## begin ENTRIES SUPPLIED

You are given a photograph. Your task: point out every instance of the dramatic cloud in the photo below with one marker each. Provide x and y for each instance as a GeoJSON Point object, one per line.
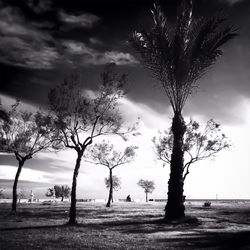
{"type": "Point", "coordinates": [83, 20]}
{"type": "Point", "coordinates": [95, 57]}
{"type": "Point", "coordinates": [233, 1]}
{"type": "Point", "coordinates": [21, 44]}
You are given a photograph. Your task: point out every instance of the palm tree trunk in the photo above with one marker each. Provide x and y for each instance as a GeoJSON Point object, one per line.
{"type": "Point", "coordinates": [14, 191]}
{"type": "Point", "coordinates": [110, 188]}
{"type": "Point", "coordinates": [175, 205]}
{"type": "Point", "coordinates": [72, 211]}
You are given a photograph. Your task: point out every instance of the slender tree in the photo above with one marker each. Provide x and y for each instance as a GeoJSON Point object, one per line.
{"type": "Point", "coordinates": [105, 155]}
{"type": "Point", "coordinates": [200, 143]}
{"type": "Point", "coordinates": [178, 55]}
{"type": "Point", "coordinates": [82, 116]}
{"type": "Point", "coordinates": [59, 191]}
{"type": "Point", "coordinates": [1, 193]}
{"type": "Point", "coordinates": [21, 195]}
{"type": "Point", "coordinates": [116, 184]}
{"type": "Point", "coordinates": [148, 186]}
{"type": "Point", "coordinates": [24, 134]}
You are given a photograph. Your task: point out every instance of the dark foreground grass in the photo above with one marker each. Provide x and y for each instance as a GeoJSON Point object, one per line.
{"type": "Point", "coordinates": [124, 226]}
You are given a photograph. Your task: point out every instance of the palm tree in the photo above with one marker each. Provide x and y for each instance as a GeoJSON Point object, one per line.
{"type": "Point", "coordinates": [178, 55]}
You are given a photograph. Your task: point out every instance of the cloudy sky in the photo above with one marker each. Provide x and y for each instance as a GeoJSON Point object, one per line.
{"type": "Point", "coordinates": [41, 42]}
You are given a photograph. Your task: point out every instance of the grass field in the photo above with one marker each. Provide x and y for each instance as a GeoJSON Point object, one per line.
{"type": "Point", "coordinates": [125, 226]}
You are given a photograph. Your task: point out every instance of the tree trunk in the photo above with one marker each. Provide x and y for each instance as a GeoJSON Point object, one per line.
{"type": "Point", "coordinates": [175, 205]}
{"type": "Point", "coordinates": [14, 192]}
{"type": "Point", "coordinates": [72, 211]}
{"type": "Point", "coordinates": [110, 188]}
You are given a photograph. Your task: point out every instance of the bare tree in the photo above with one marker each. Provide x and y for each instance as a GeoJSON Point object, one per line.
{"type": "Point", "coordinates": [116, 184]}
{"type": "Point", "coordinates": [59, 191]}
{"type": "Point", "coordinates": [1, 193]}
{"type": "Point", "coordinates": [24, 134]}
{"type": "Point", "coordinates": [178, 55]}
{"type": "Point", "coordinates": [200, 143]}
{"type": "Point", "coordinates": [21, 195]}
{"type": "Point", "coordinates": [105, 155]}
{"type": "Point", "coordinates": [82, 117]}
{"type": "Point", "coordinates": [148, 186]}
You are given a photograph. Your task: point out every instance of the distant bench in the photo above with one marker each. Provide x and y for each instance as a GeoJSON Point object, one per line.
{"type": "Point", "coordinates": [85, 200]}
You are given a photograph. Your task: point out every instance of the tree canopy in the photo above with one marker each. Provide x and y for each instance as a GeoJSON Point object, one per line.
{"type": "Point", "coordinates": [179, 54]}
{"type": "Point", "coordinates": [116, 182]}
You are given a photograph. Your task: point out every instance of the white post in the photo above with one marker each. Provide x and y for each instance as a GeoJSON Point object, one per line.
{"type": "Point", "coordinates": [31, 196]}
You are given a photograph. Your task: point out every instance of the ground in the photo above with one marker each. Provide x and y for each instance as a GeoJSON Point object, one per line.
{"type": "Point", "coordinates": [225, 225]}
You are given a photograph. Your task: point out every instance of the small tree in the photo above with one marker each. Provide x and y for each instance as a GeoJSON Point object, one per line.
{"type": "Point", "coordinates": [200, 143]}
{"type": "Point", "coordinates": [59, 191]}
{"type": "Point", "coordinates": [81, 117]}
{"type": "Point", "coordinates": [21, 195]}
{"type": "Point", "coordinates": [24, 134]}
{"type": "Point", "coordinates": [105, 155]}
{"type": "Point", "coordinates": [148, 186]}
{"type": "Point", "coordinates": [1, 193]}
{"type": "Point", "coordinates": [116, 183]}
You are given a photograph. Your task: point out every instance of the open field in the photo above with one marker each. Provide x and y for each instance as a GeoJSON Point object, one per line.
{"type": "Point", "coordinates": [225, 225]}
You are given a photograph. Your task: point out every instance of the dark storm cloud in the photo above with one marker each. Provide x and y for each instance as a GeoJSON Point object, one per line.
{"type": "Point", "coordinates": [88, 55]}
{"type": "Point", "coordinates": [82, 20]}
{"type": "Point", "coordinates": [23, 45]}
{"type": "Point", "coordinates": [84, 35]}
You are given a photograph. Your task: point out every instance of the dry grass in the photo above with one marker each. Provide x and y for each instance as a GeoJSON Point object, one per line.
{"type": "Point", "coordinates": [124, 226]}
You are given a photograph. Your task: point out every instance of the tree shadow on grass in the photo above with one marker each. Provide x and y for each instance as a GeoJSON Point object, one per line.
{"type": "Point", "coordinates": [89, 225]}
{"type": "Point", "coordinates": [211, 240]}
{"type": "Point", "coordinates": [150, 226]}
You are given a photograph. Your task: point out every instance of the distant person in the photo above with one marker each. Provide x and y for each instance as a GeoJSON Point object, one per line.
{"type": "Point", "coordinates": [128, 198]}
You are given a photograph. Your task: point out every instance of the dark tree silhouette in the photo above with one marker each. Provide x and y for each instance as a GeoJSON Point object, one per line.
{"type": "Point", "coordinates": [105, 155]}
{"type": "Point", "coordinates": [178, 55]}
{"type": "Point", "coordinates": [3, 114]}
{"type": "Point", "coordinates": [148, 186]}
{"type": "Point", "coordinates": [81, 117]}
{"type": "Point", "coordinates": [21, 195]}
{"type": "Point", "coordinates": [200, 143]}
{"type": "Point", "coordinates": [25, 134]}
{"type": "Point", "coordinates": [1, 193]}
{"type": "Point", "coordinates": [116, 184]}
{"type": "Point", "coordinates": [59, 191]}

## end ENTRIES SUPPLIED

**DIRECTIONS FOR THIS TASK:**
The answer consists only of the lines from the one containing "the distant person" to the end of the records, each written out exactly.

**OUTPUT OF THE EXERCISE:**
You are given a photograph. Your task: point out every instance of the distant person in the photo above with one marker each. Provide x and y for each instance as a GeoJSON Point object, one per line.
{"type": "Point", "coordinates": [128, 198]}
You are given a photograph. Your task: point out every instance of the dark tree silhouette in the photo above with one marker each. Provide x and y for each instance as a GeoJSON Point object, one per line.
{"type": "Point", "coordinates": [105, 155]}
{"type": "Point", "coordinates": [178, 55]}
{"type": "Point", "coordinates": [3, 114]}
{"type": "Point", "coordinates": [148, 186]}
{"type": "Point", "coordinates": [81, 117]}
{"type": "Point", "coordinates": [21, 195]}
{"type": "Point", "coordinates": [200, 143]}
{"type": "Point", "coordinates": [25, 134]}
{"type": "Point", "coordinates": [1, 193]}
{"type": "Point", "coordinates": [116, 184]}
{"type": "Point", "coordinates": [59, 191]}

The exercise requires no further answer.